Challenge 1> In the birthrate passage, transcribe the text starting at the words "According to the result" and ending after the words "for the declining birthrate.".
Challenge 2> List the four numbered measures that the birthrate passage proposes for addressing the declining birthrate.
Start of Provided text
First, marital fertility rates barely decreased after the 1980s, but marriage rates decreased. A primary factor in the decrease in the fertility rate is the decrease in the marriage rate.

What sort of person has a greater tendency to get married and have children? According to the Special Report on the Longitudinal Survey of Adults in the 21st Century (2013) published by the Ministry of Health, Labour and Welfare, both men and women with higher incomes are able to get married more easily and couples with dual-incomes and wives who can utilize child-care leave systems are able to give birth to a first child. That is, those with a more stable income are more likely get married and have children.

Therefore, (1) increasing child-care allowances and (2) reducing university tuition fees will lead to significantly reducing child care and education costs, which is expected to be an effective way to address the declining birthrate and support marriage and childbirth.

According to the result of the Longitudinal Survey of Adults in the 21st Century (2002–2015), couples in which the husband does more housework and child-care hours on weekdays and holidays are able to have two children or more. Because it is conceivable that husbands who have to work longer hours tend to have fewer housework and child-care hours, (3) shortening the amount of working hours can also be expected to be an effective measure for the declining birthrate.

In addition, according to the Special Report on the Longitudinal Survey of Newborns in the 21st Century (2013) published by the Ministry of Health, Labour and Welfare, dual-income couples that used child care services when their first child was below the age of three could have a second child more easily. According to an analysis conducted by a research team led by Associate Professor Unayama Takashi at Hitotsubashi University, data collected around the 2000s show that prefectures with increased quotas for authorized nurseries relative to young female populations tended to have increased fertility rates. This means that (4) expanding child-care and preschool education can also be expected to be effective measures to address the declining birthrate.

These four measures to address the declining birthrate can also be expected to be beneficial from an economic perspective.


According to an analysis by Associate Professor Unayama, (1) increasing child-care allowances is expected to increase consumption in lower income households with smaller assets in terms of economic effects.

(2) Reducing university tuition fees is expected to contribute to government finance by 1.3-fold of investments (including per-student 510,000 yen equivalent to the tuition fees of state-run universities in four years) from a long-term perspective as well as to raise educational standards. (Refer to trial calculations by the National Institute for Educational Policy Research.) From a short-term perspective, the reduction of university tuition fees will cause some of the savings of the child-rearing generations to be allocated toward consumption, which will increase the demand for consumption, resulting in greater added values for products and services as well as higher labor productivity.
End of Provided text
Start of Entries shown
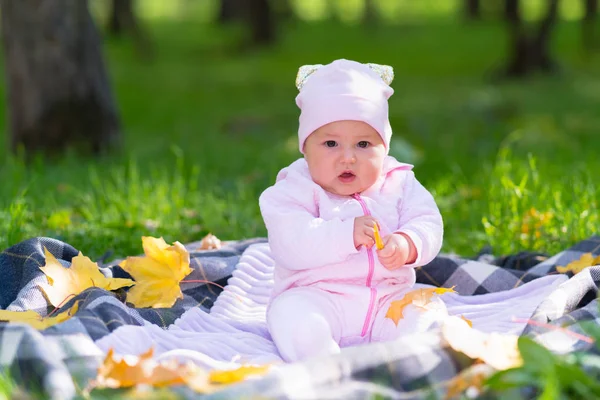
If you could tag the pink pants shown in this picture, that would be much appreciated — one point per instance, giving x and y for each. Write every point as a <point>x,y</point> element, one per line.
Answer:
<point>308,321</point>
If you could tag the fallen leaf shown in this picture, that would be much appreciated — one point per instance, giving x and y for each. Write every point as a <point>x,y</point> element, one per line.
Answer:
<point>66,282</point>
<point>419,298</point>
<point>157,274</point>
<point>472,378</point>
<point>36,320</point>
<point>378,241</point>
<point>468,321</point>
<point>576,266</point>
<point>210,242</point>
<point>238,374</point>
<point>497,350</point>
<point>128,371</point>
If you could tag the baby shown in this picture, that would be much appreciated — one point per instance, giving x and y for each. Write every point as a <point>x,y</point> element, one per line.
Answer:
<point>332,287</point>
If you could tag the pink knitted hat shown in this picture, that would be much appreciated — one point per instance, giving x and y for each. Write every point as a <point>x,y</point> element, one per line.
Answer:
<point>344,90</point>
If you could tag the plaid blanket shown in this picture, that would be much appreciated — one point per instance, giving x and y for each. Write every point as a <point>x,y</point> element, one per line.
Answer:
<point>61,359</point>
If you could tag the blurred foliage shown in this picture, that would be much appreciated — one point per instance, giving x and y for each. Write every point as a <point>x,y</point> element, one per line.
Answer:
<point>207,126</point>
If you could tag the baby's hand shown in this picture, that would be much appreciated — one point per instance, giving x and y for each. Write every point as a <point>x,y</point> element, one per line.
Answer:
<point>364,235</point>
<point>398,250</point>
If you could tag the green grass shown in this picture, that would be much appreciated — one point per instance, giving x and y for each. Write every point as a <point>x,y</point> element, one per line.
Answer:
<point>207,128</point>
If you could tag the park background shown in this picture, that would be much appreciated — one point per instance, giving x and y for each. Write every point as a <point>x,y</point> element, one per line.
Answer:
<point>203,92</point>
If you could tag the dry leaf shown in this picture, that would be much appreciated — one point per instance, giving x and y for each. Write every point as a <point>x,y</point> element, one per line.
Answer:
<point>468,321</point>
<point>471,378</point>
<point>586,260</point>
<point>210,242</point>
<point>495,349</point>
<point>238,374</point>
<point>130,371</point>
<point>66,282</point>
<point>157,275</point>
<point>36,320</point>
<point>419,298</point>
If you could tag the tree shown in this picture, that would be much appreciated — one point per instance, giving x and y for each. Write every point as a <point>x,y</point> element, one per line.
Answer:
<point>230,10</point>
<point>261,21</point>
<point>589,25</point>
<point>511,11</point>
<point>58,90</point>
<point>473,9</point>
<point>123,20</point>
<point>530,50</point>
<point>370,13</point>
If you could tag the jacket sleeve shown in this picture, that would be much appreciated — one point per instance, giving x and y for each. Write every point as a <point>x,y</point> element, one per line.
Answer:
<point>420,219</point>
<point>298,238</point>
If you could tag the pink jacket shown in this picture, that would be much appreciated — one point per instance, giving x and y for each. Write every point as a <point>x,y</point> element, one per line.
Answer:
<point>310,231</point>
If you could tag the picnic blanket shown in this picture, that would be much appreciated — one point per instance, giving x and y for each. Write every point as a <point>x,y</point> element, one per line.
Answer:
<point>63,357</point>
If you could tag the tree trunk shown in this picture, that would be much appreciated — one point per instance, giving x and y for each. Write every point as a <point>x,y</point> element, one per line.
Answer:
<point>115,27</point>
<point>284,10</point>
<point>531,53</point>
<point>511,11</point>
<point>262,23</point>
<point>58,90</point>
<point>590,25</point>
<point>473,9</point>
<point>230,10</point>
<point>370,13</point>
<point>123,20</point>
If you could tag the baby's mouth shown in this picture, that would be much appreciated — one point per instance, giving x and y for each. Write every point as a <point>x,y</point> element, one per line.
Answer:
<point>347,176</point>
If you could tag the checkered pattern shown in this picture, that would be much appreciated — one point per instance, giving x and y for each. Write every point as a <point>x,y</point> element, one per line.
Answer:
<point>407,368</point>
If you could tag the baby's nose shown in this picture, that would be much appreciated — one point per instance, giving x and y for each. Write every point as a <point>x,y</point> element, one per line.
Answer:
<point>349,156</point>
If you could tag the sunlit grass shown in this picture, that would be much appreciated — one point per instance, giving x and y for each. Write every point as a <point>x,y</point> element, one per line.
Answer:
<point>207,128</point>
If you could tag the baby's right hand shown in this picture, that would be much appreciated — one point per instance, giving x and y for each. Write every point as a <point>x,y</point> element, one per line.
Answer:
<point>364,234</point>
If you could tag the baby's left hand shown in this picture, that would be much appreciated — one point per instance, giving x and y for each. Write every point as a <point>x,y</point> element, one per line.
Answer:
<point>398,250</point>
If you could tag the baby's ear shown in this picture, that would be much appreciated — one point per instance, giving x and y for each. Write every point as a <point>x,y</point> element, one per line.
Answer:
<point>384,71</point>
<point>304,72</point>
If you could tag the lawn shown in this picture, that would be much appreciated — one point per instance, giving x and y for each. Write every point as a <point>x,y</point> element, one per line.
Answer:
<point>207,126</point>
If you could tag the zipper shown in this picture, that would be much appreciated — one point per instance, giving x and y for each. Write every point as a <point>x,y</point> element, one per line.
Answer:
<point>370,274</point>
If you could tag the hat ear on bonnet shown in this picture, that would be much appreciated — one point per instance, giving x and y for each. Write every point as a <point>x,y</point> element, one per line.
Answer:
<point>344,90</point>
<point>385,72</point>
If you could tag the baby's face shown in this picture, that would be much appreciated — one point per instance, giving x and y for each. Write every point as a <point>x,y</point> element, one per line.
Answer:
<point>345,157</point>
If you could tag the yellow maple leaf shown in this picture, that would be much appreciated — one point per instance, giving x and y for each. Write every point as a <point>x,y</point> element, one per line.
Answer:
<point>36,320</point>
<point>238,374</point>
<point>378,241</point>
<point>576,266</point>
<point>497,350</point>
<point>66,282</point>
<point>473,377</point>
<point>419,298</point>
<point>468,321</point>
<point>158,273</point>
<point>128,371</point>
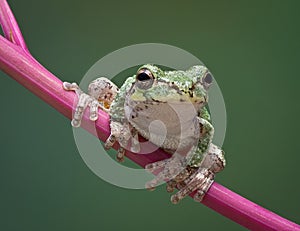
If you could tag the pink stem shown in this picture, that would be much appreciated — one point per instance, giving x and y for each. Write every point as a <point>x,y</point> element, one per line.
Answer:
<point>21,66</point>
<point>10,26</point>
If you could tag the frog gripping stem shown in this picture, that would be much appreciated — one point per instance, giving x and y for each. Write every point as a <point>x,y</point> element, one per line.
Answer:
<point>17,62</point>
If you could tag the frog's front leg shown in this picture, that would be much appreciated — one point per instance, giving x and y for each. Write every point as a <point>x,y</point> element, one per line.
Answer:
<point>120,132</point>
<point>101,93</point>
<point>202,177</point>
<point>83,101</point>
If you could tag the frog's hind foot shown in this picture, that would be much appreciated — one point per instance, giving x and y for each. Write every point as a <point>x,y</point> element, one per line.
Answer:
<point>120,154</point>
<point>167,170</point>
<point>200,180</point>
<point>70,86</point>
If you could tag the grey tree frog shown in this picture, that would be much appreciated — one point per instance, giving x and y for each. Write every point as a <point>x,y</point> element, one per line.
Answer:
<point>177,99</point>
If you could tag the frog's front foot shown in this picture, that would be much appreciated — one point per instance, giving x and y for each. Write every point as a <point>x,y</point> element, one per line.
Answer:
<point>84,100</point>
<point>101,92</point>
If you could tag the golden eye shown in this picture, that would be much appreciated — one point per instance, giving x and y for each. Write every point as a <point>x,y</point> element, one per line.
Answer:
<point>208,78</point>
<point>144,79</point>
<point>144,75</point>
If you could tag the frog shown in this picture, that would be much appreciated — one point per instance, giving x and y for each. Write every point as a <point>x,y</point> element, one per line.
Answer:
<point>174,104</point>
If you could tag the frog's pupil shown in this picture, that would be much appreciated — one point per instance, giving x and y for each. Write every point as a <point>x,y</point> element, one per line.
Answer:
<point>208,78</point>
<point>143,76</point>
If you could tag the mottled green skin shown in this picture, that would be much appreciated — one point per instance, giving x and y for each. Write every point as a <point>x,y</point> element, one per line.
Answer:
<point>176,87</point>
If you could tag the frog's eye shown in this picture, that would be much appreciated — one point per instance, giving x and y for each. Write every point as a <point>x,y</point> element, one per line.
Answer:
<point>144,75</point>
<point>207,80</point>
<point>144,78</point>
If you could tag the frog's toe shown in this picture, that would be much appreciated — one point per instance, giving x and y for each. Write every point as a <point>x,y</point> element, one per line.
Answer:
<point>110,141</point>
<point>70,86</point>
<point>171,186</point>
<point>150,186</point>
<point>120,154</point>
<point>75,123</point>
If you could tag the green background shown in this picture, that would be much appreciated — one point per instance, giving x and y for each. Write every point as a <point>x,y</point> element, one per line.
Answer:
<point>252,48</point>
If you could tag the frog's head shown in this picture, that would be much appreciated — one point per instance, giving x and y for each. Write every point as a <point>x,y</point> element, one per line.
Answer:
<point>153,84</point>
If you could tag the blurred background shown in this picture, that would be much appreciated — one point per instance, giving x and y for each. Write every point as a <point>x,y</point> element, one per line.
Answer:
<point>252,48</point>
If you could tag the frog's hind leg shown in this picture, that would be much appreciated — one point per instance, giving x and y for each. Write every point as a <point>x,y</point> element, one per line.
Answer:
<point>121,133</point>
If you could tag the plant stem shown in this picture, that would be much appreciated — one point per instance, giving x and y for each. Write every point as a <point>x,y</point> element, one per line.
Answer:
<point>16,61</point>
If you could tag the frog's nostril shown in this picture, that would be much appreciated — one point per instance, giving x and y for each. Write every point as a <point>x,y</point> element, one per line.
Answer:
<point>208,78</point>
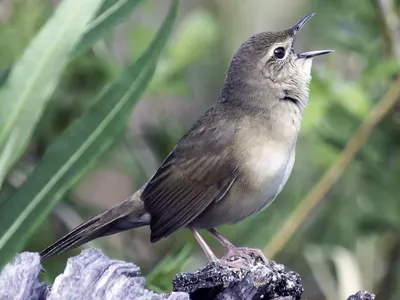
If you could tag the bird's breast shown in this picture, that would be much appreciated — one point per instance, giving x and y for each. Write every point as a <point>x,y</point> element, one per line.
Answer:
<point>263,161</point>
<point>263,155</point>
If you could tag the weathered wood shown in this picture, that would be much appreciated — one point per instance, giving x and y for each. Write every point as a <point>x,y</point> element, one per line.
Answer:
<point>92,275</point>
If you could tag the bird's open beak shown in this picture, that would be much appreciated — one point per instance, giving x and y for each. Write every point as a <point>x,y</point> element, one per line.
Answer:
<point>297,28</point>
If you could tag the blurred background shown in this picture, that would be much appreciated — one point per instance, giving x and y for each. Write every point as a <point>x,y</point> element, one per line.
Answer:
<point>349,241</point>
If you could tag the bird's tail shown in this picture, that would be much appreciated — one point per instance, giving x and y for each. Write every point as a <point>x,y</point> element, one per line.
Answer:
<point>126,215</point>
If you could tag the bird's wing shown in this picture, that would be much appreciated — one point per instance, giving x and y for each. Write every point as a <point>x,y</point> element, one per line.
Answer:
<point>199,171</point>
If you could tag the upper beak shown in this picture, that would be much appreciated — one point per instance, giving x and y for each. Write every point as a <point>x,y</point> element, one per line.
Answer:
<point>296,29</point>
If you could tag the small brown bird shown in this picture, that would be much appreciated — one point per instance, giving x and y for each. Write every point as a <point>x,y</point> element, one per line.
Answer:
<point>233,162</point>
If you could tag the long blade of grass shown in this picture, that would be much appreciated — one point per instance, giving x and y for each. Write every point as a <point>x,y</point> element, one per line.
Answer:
<point>34,77</point>
<point>112,13</point>
<point>78,149</point>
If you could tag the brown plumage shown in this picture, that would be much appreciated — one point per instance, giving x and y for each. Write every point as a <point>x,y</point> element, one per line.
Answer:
<point>235,159</point>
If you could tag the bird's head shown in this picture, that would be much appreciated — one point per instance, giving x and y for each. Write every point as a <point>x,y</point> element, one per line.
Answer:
<point>267,62</point>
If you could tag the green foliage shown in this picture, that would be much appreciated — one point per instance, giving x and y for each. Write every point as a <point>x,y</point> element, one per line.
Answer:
<point>35,76</point>
<point>112,13</point>
<point>79,148</point>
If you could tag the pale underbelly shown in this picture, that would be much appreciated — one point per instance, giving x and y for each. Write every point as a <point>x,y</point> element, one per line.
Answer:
<point>242,201</point>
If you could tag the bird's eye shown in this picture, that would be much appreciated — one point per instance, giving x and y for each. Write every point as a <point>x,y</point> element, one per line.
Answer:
<point>279,52</point>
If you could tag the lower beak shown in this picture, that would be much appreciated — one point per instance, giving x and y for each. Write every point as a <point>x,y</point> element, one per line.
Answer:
<point>311,54</point>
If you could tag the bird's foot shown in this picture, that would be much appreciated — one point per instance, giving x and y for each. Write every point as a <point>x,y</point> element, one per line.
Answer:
<point>249,254</point>
<point>235,262</point>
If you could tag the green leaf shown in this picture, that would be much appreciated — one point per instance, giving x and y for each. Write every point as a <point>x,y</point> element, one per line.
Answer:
<point>112,13</point>
<point>78,149</point>
<point>34,77</point>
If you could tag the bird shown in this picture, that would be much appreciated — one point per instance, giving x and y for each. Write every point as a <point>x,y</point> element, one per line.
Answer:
<point>232,163</point>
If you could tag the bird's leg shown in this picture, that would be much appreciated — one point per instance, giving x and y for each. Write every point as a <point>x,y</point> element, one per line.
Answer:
<point>235,251</point>
<point>207,250</point>
<point>212,257</point>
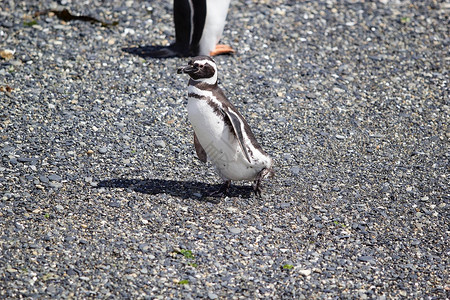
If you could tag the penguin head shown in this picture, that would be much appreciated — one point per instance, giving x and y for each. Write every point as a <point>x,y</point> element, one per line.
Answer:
<point>201,68</point>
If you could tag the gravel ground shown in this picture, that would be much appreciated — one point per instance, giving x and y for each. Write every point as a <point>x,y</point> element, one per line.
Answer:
<point>100,194</point>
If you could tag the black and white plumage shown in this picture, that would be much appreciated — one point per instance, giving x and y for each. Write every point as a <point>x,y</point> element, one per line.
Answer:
<point>221,134</point>
<point>198,28</point>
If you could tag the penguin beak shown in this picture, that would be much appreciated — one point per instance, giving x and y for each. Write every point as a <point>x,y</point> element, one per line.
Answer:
<point>187,70</point>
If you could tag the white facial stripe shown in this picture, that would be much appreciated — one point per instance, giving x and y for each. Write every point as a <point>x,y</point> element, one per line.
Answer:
<point>213,79</point>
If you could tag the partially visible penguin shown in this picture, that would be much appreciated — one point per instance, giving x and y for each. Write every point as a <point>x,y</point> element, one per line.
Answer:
<point>198,28</point>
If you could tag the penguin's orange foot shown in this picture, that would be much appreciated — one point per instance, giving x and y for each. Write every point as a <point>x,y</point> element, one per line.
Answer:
<point>222,49</point>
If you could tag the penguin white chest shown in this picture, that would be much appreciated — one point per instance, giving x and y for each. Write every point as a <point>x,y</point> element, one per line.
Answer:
<point>216,14</point>
<point>218,141</point>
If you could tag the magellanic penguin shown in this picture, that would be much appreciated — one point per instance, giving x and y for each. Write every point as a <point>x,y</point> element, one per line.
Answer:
<point>198,28</point>
<point>221,134</point>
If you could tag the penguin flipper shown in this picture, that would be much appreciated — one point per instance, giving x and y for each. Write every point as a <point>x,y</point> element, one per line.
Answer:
<point>222,49</point>
<point>201,153</point>
<point>238,128</point>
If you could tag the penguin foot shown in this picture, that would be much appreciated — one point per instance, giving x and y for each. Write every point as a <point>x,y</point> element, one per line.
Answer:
<point>222,49</point>
<point>223,191</point>
<point>262,174</point>
<point>257,188</point>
End of Entries shown
Full solution 1>
According to the result of the Longitudinal Survey of Adults in the 21st Century (2002–2015), couples in which the husband does more housework and child-care hours on weekdays and holidays are able to have two children or more. Because it is conceivable that husbands who have to work longer hours tend to have fewer housework and child-care hours, (3) shortening the amount of working hours can also be expected to be an effective measure for the declining birthrate.

Full solution 2>
1. Increasing child-care allowances
2. Reducing university tuition fees
3. Shortening the amount of working hours
4. Expanding child-care and preschool education